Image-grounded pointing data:
****
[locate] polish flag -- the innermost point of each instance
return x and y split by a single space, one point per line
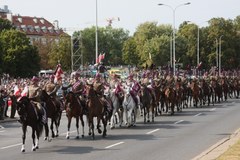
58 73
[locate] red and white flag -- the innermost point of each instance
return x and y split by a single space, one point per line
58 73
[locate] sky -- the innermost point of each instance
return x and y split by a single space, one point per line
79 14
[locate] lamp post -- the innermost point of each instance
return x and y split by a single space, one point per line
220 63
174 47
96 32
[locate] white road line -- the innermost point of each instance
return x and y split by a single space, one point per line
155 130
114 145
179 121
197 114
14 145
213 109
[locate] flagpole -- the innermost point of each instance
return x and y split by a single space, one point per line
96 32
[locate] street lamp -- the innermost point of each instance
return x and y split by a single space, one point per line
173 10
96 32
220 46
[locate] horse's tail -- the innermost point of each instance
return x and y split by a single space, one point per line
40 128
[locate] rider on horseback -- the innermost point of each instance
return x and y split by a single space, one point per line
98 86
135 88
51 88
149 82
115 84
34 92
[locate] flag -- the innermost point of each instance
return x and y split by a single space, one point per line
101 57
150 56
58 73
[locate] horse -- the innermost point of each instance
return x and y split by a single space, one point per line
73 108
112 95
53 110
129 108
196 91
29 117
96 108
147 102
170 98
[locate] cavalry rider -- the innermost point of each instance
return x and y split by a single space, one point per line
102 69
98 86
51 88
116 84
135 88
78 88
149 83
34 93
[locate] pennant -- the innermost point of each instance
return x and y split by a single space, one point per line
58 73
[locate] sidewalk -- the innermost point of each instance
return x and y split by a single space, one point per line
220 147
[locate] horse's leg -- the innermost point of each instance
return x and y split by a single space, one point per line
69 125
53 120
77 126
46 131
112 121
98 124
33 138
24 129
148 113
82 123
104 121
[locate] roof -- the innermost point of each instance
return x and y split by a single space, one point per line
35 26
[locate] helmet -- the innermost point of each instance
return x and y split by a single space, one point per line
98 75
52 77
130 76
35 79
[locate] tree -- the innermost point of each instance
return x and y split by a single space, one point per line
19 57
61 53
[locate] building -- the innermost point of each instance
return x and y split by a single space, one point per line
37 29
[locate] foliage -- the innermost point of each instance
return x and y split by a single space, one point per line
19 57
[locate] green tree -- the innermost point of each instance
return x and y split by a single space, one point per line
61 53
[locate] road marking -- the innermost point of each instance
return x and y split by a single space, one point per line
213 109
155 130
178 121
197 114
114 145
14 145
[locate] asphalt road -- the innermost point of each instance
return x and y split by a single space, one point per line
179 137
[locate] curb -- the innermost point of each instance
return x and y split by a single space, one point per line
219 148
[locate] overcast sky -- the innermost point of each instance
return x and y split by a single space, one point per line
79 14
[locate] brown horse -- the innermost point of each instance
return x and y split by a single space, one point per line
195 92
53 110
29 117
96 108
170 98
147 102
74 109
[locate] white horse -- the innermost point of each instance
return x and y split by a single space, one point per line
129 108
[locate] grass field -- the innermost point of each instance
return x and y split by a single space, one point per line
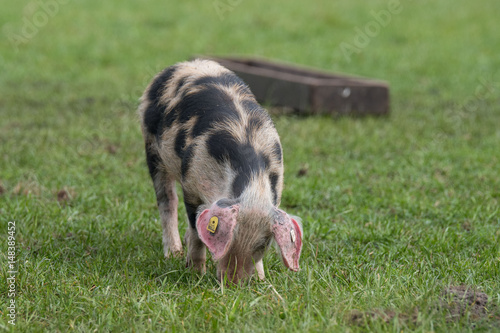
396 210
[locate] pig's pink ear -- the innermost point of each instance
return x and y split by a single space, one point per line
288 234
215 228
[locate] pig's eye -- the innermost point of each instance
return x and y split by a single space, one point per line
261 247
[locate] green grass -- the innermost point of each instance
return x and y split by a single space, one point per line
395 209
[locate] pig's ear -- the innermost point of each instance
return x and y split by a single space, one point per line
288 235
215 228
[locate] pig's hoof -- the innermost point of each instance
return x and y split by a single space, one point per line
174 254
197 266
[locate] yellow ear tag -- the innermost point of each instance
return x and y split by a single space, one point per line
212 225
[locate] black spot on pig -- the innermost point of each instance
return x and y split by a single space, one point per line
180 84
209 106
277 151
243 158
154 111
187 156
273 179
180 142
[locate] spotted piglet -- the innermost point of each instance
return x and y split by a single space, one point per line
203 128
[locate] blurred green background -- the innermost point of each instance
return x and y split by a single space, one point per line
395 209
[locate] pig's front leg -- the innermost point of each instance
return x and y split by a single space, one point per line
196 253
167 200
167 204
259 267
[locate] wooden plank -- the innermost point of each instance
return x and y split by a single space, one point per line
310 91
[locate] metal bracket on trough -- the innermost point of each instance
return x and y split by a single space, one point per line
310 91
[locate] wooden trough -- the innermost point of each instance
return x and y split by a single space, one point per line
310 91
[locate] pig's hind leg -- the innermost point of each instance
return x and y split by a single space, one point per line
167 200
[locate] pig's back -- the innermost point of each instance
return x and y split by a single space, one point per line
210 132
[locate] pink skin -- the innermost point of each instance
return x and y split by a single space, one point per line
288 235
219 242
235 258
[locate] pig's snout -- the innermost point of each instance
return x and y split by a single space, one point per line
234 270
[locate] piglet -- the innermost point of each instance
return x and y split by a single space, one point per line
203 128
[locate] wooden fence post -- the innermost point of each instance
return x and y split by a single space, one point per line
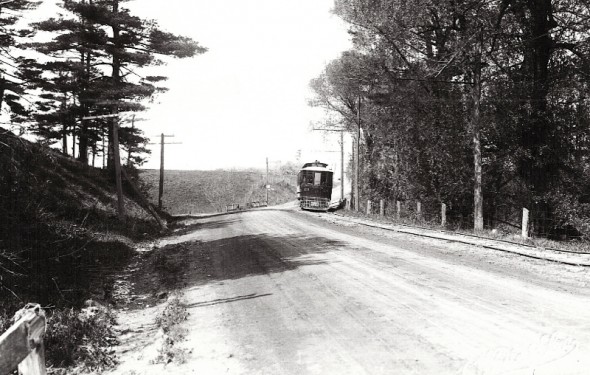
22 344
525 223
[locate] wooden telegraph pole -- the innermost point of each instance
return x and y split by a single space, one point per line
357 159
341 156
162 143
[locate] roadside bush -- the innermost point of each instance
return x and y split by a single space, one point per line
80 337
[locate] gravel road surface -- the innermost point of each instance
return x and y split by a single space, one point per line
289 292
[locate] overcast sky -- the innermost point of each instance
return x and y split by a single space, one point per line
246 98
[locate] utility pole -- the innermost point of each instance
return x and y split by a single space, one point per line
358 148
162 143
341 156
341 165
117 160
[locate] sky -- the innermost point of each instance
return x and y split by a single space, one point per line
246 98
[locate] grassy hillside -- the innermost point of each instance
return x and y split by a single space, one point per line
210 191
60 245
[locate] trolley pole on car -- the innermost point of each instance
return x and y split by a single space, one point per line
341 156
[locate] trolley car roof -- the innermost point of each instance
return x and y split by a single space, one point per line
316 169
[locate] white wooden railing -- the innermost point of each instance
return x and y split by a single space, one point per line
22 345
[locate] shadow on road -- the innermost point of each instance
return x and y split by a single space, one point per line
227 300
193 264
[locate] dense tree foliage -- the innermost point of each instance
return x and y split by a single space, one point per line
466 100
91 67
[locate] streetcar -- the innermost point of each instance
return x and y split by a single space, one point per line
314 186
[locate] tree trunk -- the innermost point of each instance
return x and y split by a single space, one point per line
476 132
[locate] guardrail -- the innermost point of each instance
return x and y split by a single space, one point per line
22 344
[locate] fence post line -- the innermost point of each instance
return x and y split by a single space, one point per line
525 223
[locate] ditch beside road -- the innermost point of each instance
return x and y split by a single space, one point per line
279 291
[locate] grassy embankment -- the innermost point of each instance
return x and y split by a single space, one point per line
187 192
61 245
****
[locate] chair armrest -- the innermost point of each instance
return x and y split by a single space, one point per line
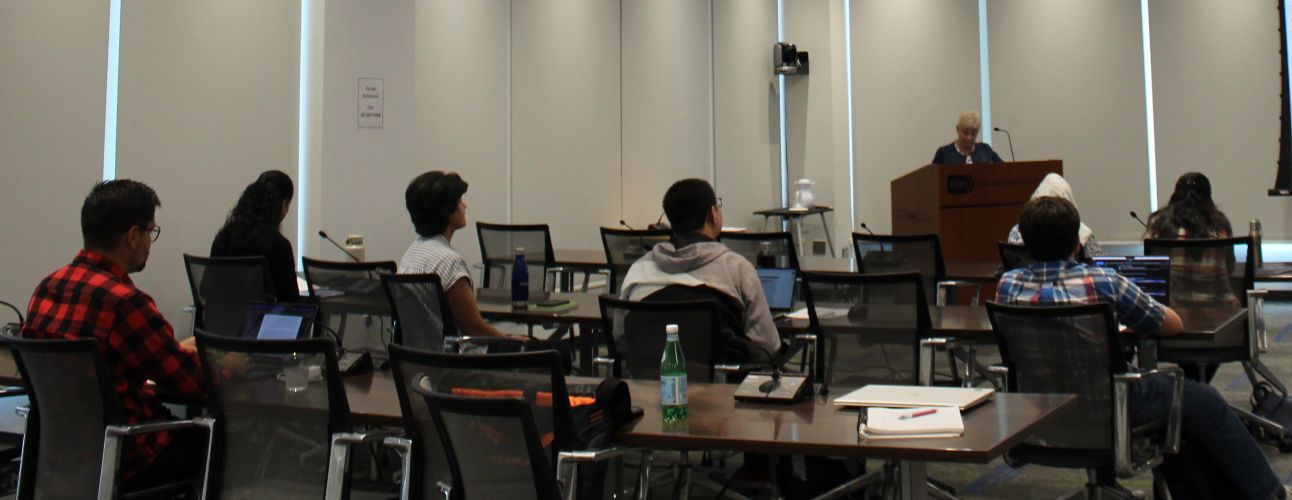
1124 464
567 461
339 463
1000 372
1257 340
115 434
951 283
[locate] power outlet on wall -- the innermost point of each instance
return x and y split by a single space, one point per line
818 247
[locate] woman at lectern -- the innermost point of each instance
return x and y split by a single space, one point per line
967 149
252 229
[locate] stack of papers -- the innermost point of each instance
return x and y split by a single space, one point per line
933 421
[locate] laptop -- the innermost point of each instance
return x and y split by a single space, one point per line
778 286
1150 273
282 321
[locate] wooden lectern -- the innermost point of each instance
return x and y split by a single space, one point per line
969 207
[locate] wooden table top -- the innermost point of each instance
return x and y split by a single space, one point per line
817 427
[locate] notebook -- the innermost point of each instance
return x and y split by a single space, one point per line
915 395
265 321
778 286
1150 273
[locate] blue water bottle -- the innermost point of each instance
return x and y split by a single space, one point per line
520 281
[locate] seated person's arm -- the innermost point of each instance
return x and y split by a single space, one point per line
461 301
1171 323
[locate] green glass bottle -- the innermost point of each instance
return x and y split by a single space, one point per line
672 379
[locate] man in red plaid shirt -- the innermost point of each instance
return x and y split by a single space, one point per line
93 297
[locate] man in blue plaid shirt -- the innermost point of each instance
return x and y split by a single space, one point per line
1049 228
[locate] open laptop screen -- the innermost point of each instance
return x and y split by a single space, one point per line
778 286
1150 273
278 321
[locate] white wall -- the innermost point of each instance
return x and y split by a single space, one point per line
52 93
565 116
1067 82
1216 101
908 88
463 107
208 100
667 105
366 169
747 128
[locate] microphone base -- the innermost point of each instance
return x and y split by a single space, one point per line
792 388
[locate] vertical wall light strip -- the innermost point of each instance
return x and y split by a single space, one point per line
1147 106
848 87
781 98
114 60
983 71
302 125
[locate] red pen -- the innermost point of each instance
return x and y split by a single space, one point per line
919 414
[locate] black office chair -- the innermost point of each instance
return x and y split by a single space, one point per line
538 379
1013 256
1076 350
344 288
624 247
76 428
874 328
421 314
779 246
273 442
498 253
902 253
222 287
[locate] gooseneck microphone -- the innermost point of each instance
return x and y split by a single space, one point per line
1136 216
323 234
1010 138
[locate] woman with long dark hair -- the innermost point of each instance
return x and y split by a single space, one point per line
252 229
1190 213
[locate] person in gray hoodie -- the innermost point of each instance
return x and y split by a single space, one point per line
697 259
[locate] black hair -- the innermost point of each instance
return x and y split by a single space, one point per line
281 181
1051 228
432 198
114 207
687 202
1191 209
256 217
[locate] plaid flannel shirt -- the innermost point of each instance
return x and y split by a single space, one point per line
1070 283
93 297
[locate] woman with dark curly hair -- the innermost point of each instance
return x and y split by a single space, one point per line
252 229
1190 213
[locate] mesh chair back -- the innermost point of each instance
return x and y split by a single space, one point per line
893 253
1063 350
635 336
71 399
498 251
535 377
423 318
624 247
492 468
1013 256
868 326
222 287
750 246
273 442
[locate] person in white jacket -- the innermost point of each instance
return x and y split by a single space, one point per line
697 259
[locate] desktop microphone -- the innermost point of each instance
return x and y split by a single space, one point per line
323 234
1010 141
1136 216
****
[WHAT TO PRODUCE] The answer must be every line of the records above that holds the word "foliage".

[SOLVED PROBLEM]
[locate] foliage -- the innermost point of each instance
[locate] dense tree foliage -- the innermost point of each instance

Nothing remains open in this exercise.